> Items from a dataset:
"""
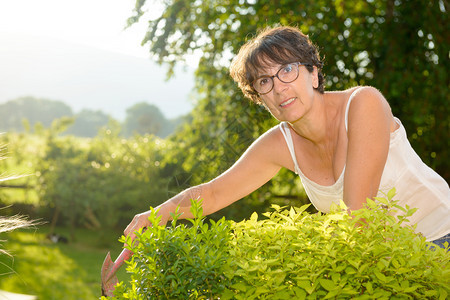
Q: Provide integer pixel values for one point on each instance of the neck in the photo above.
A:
(314, 126)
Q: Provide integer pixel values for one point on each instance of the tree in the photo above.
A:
(399, 46)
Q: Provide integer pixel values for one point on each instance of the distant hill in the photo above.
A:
(88, 78)
(25, 113)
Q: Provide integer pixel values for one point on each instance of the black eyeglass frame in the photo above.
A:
(297, 63)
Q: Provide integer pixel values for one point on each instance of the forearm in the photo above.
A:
(182, 201)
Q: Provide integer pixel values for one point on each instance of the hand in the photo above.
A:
(139, 221)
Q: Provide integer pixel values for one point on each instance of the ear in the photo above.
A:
(315, 77)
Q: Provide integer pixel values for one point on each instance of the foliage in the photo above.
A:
(182, 262)
(100, 182)
(371, 254)
(40, 270)
(400, 47)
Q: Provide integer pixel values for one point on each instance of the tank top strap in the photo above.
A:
(348, 107)
(288, 137)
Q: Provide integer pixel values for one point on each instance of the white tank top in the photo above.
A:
(416, 184)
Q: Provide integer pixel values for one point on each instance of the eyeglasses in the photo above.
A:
(286, 74)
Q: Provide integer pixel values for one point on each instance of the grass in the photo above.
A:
(57, 271)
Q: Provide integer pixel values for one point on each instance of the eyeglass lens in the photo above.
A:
(286, 74)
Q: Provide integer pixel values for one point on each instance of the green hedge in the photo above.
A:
(289, 254)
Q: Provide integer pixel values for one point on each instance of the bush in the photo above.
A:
(290, 254)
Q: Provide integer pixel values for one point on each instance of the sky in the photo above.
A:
(96, 23)
(79, 52)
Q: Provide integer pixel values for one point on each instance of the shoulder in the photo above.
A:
(271, 146)
(367, 95)
(368, 101)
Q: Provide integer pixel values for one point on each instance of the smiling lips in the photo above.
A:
(287, 102)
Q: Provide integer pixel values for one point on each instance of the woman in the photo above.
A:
(343, 144)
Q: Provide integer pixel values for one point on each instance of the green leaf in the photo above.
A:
(327, 284)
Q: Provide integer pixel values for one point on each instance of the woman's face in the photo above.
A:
(290, 101)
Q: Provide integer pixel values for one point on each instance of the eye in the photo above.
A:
(263, 81)
(287, 69)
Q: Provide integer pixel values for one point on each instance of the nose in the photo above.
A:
(278, 85)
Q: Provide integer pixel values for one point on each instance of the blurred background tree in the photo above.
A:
(400, 47)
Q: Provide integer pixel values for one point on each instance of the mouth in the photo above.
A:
(287, 102)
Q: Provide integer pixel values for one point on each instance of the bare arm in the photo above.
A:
(370, 122)
(255, 167)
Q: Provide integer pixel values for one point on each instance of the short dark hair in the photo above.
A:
(277, 45)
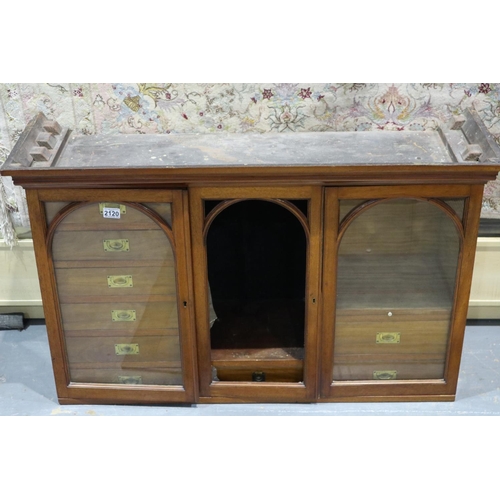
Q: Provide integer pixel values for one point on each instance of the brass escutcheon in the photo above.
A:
(123, 315)
(116, 245)
(102, 206)
(126, 349)
(120, 281)
(388, 338)
(385, 374)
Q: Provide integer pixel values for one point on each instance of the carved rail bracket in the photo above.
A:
(468, 140)
(39, 145)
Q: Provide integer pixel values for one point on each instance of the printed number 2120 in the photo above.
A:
(111, 213)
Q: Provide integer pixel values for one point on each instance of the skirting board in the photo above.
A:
(19, 286)
(484, 302)
(20, 290)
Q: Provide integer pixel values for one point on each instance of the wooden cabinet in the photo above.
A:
(240, 268)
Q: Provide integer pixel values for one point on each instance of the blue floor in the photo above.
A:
(27, 386)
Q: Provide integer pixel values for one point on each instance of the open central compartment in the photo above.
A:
(256, 253)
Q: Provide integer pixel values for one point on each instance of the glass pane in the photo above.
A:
(115, 277)
(395, 290)
(256, 254)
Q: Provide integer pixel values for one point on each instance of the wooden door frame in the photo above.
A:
(93, 393)
(403, 390)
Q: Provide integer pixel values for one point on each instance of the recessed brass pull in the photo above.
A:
(388, 338)
(123, 315)
(120, 281)
(126, 349)
(103, 206)
(116, 245)
(385, 374)
(129, 379)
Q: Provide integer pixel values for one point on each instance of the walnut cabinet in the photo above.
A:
(312, 267)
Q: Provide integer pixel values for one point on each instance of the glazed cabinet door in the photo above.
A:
(394, 263)
(256, 260)
(116, 276)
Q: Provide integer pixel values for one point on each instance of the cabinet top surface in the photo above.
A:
(46, 148)
(273, 149)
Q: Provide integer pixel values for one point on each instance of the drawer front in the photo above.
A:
(111, 245)
(386, 368)
(398, 334)
(113, 349)
(93, 215)
(123, 316)
(106, 215)
(272, 371)
(104, 282)
(157, 374)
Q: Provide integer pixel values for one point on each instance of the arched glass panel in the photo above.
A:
(395, 292)
(116, 283)
(256, 254)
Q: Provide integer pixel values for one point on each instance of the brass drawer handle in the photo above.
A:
(388, 338)
(116, 245)
(123, 315)
(103, 206)
(385, 374)
(120, 281)
(129, 379)
(126, 349)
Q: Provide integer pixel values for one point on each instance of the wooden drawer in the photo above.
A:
(130, 245)
(137, 349)
(384, 368)
(405, 332)
(112, 282)
(99, 316)
(130, 373)
(90, 215)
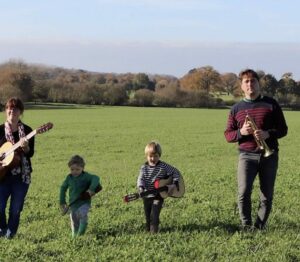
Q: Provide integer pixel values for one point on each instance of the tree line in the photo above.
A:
(200, 87)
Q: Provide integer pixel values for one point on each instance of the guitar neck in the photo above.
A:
(16, 145)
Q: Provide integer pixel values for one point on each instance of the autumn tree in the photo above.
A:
(269, 85)
(229, 81)
(15, 81)
(143, 97)
(205, 79)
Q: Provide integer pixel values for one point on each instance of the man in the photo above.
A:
(270, 125)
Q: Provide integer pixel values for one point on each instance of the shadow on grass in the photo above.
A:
(57, 106)
(193, 227)
(130, 229)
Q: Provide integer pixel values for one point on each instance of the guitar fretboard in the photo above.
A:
(16, 145)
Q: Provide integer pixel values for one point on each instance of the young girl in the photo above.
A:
(152, 170)
(82, 186)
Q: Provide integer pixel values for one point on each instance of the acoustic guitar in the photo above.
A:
(160, 187)
(7, 150)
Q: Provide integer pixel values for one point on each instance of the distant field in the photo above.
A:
(202, 226)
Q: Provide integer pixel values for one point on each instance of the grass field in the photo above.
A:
(201, 226)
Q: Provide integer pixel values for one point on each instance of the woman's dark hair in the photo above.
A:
(248, 72)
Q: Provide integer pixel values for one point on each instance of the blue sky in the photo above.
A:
(153, 36)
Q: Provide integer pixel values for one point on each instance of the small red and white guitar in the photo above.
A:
(7, 150)
(161, 187)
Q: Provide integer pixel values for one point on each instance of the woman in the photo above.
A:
(15, 178)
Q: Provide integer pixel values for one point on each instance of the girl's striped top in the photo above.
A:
(267, 115)
(148, 174)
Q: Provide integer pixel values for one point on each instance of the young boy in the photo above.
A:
(82, 186)
(152, 170)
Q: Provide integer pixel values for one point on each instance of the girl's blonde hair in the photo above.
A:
(76, 160)
(153, 147)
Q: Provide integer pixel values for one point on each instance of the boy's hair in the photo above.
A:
(153, 147)
(76, 160)
(15, 102)
(248, 72)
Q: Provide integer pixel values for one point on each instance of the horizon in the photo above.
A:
(166, 37)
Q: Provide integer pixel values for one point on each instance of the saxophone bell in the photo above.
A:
(260, 142)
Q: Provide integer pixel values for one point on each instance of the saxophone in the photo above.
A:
(261, 143)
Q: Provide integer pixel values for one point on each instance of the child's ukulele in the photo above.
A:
(161, 187)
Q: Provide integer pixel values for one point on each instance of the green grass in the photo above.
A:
(201, 226)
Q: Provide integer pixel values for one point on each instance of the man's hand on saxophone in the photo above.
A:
(261, 135)
(246, 129)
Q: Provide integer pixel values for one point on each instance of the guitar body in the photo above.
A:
(6, 159)
(9, 155)
(161, 188)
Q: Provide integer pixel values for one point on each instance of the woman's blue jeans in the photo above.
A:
(12, 187)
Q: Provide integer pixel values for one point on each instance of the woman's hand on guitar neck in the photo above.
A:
(24, 144)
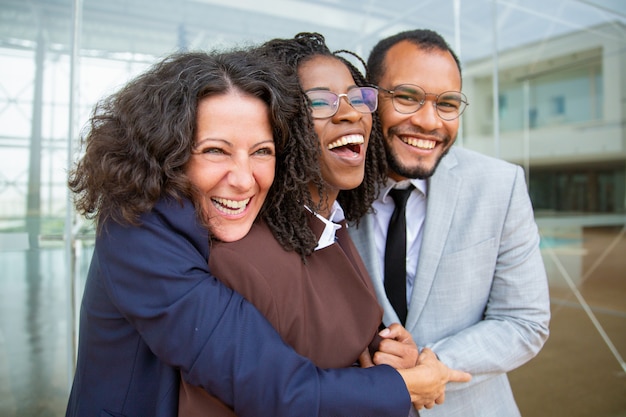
"""
> Exercise details: From the entries above, pull out each line that includes "guitar".

> Response area:
Q: Provide integer pixel values for one point on each instance of the guitar neck in the photo above.
Q: Provide integer pixel values for one point on each instance of the guitar fretboard in the photo above.
Q: Provide integer pixel values for one point on each instance of the acoustic guitar in the photo above.
Q: Provide integer pixel values for one point on each instance of the small red and white guitar in the photo above.
Q: Provide integer pixel values for one point on each instance of the guitar body in the photo above.
Q: Provide integer pixel values for one point on each instance of the woman's hand on guitar neck in the photo above.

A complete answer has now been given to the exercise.